WHAT TO WORK ON |
In full and without alteration, give the listing again.
***** MATERIALS PROVIDED
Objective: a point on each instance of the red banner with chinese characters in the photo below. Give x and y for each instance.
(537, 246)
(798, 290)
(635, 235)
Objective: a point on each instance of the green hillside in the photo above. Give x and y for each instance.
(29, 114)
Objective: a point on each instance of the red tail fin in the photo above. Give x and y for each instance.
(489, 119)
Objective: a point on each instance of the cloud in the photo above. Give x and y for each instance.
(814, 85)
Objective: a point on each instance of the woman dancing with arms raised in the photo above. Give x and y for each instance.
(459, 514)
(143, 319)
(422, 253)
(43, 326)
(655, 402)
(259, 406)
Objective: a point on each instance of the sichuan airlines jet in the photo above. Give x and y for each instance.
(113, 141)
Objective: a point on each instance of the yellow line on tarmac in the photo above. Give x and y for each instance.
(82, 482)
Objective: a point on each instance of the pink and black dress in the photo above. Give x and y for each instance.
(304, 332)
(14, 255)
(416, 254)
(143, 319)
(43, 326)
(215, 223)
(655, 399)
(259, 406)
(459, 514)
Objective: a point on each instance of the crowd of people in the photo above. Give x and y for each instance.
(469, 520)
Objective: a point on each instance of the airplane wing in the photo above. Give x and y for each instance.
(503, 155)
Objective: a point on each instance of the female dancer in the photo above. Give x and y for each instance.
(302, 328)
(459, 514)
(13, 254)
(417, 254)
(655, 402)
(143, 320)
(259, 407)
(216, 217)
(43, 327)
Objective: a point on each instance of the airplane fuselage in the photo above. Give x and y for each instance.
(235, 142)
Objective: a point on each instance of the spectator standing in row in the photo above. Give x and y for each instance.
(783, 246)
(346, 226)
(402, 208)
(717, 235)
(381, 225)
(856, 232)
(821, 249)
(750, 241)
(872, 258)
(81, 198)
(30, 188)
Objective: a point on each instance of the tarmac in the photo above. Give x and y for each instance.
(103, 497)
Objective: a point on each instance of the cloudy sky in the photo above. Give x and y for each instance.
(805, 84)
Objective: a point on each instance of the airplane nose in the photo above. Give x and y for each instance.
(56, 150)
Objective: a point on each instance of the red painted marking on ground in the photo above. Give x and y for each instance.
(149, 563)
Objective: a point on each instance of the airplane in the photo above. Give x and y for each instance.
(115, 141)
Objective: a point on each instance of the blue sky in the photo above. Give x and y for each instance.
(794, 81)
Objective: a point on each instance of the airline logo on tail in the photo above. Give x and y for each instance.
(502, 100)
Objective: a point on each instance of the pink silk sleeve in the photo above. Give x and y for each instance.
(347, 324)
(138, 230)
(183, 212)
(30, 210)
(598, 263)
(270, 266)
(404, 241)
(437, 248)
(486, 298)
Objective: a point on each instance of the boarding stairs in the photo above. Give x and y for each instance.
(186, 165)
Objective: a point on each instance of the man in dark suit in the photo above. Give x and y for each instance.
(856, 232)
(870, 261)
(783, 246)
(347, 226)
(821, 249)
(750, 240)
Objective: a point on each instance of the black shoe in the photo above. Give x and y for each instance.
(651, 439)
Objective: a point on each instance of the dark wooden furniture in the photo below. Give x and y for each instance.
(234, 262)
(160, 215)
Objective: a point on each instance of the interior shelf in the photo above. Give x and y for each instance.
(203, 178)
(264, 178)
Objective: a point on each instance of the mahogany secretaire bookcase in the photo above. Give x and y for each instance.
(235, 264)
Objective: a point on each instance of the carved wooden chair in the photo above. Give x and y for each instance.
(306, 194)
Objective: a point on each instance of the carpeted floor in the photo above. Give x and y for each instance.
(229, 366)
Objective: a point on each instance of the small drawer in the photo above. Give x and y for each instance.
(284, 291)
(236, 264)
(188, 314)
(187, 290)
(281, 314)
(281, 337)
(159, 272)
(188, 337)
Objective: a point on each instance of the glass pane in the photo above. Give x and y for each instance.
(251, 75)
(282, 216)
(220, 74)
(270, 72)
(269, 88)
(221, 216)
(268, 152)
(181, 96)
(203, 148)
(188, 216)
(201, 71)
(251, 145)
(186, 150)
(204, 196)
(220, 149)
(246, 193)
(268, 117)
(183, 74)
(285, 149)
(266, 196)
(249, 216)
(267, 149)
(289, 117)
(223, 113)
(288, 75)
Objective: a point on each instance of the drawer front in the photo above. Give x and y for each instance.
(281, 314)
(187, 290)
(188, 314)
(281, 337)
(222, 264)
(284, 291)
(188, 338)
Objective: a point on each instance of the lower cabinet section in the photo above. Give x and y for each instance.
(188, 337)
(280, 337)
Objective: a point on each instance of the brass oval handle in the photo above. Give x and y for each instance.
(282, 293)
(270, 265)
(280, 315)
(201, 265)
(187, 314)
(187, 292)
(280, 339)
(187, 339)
**********
FINAL RESULT |
Objective: a point on each instance of the red banner with chinese characters in the photo below. Give x and y for each instance.
(537, 246)
(798, 290)
(635, 235)
Objective: a point on each instance of the green hillside in the photo above. Give x and y for each instance.
(29, 114)
Objective: a point on each instance of the red tail fin in the photo above. Give x and y for each instance.
(489, 119)
Objective: a point on each instance of the cloud in the photo above. Give x and y for each instance.
(814, 85)
Objective: a point on each instance of the woman dancing with arms raised in the photo above. Give x and y for each instance.
(459, 514)
(143, 319)
(422, 253)
(43, 326)
(655, 402)
(259, 406)
Objective: a point on each instance of the sichuan airlines jet in the photo above. Give x and y for each instance.
(113, 141)
Objective: a point on each instance of the yellow line on tarmac in the photo above. Give x and y for each instance.
(82, 482)
Objective: a point on each instance of the pink and black dress in the photo above. Give x and y for each instance.
(304, 332)
(14, 255)
(416, 254)
(143, 319)
(43, 326)
(215, 223)
(655, 399)
(259, 406)
(459, 514)
Objective: a point on each instance of the crowd of people in the photo above. Give x and y for each instance.
(469, 520)
Objective: a point on each instance of the airplane wing in the photo above. Give x and y for each instance.
(503, 155)
Objective: a point on each instance of the female dancer in the photo above. Give x and y for each instance.
(302, 328)
(459, 514)
(13, 254)
(417, 254)
(655, 402)
(143, 320)
(259, 407)
(216, 217)
(43, 327)
Objective: a point on each instance of the airplane fuselage in the photo above. Give x and y for each instance.
(235, 142)
Objective: a point on each instance of the spectator standing in row in the photo above. Give x and y for each instance.
(783, 246)
(346, 226)
(402, 208)
(717, 235)
(381, 225)
(856, 232)
(821, 249)
(750, 241)
(872, 258)
(81, 198)
(30, 188)
Objective: a point on each instance of the tarmac in the photo above. Give x and y for each instance.
(103, 497)
Objective: a point on each instance of the cloudy sky in the photo above. Give x and y for each instance.
(805, 84)
Objective: a point on each instance of the airplane nose in the photo above. Give x and y for each instance.
(56, 150)
Objective: a point on each instance of the red painted marking on ground in the photo above. Give x and y for each instance.
(149, 563)
Objective: a point on each instance of the airplane in the photo above. Give x and y for each instance.
(115, 141)
Objective: a point on each instance of the blue sky in the photo above. Give x and y for each instance.
(794, 81)
Objective: a point on each instance of the airline logo on tail in the photo above. Give x and y for each instance.
(502, 100)
Objective: a point on each instance of the pink silk sleeve in the photo above. Give x and y for each instance.
(347, 324)
(138, 230)
(183, 212)
(30, 210)
(598, 263)
(270, 266)
(404, 241)
(437, 248)
(486, 298)
Objective: a point on each instance of the boarding stairs in the photo above. Give x and y for each instance.
(186, 165)
Objective: a point on each instance of the man in dark suit in the photo above. Give x and y for each instance.
(856, 232)
(870, 261)
(783, 246)
(347, 226)
(821, 249)
(750, 240)
Objective: a point on each instance of the black shoe in the photo above. Give x and y for each instance.
(651, 439)
Objective: a point on each instance of the dark wooden furniture in the photo below. Give x and y for each instance.
(234, 262)
(160, 215)
Objective: a point on each instance of the interior shelf in the photo above. Give x and y for each instance.
(203, 178)
(264, 178)
Objective: a point on each instance of the mahogany secretaire bookcase in the photo above. Give x and y for each instance.
(235, 264)
Objective: a point on each instance of the carved wooden chair in the photo above. Give x and y for each instance.
(306, 194)
Objective: a point on each instance of the carpeted floor in the photo above. Give x and y for each instance.
(229, 366)
Objective: a point on each instance of the small drawer in the photo above. Give x and y for each instance.
(284, 291)
(236, 264)
(188, 314)
(187, 290)
(281, 314)
(281, 337)
(159, 272)
(188, 337)
Objective: a point on each instance of the glass pane in the photo above. Give x and y for each instance.
(251, 75)
(282, 216)
(220, 74)
(270, 72)
(269, 88)
(221, 216)
(268, 152)
(181, 96)
(203, 148)
(188, 216)
(201, 71)
(251, 145)
(186, 150)
(204, 196)
(220, 149)
(246, 193)
(268, 117)
(183, 74)
(285, 149)
(266, 196)
(249, 216)
(267, 149)
(289, 117)
(223, 113)
(288, 75)
Objective: a point on each instance of the drawer front in the photo above. Give x and y for each instance.
(281, 314)
(187, 290)
(188, 314)
(281, 337)
(222, 264)
(284, 291)
(188, 338)
Objective: a point on each instance of the lower cabinet section in the photo above. Give x and y for each instance.
(188, 337)
(280, 337)
Objective: a point on each instance of the brass oval handle in the photo above. Give x and y for each instance.
(282, 293)
(270, 265)
(280, 315)
(201, 265)
(187, 314)
(187, 292)
(280, 339)
(187, 339)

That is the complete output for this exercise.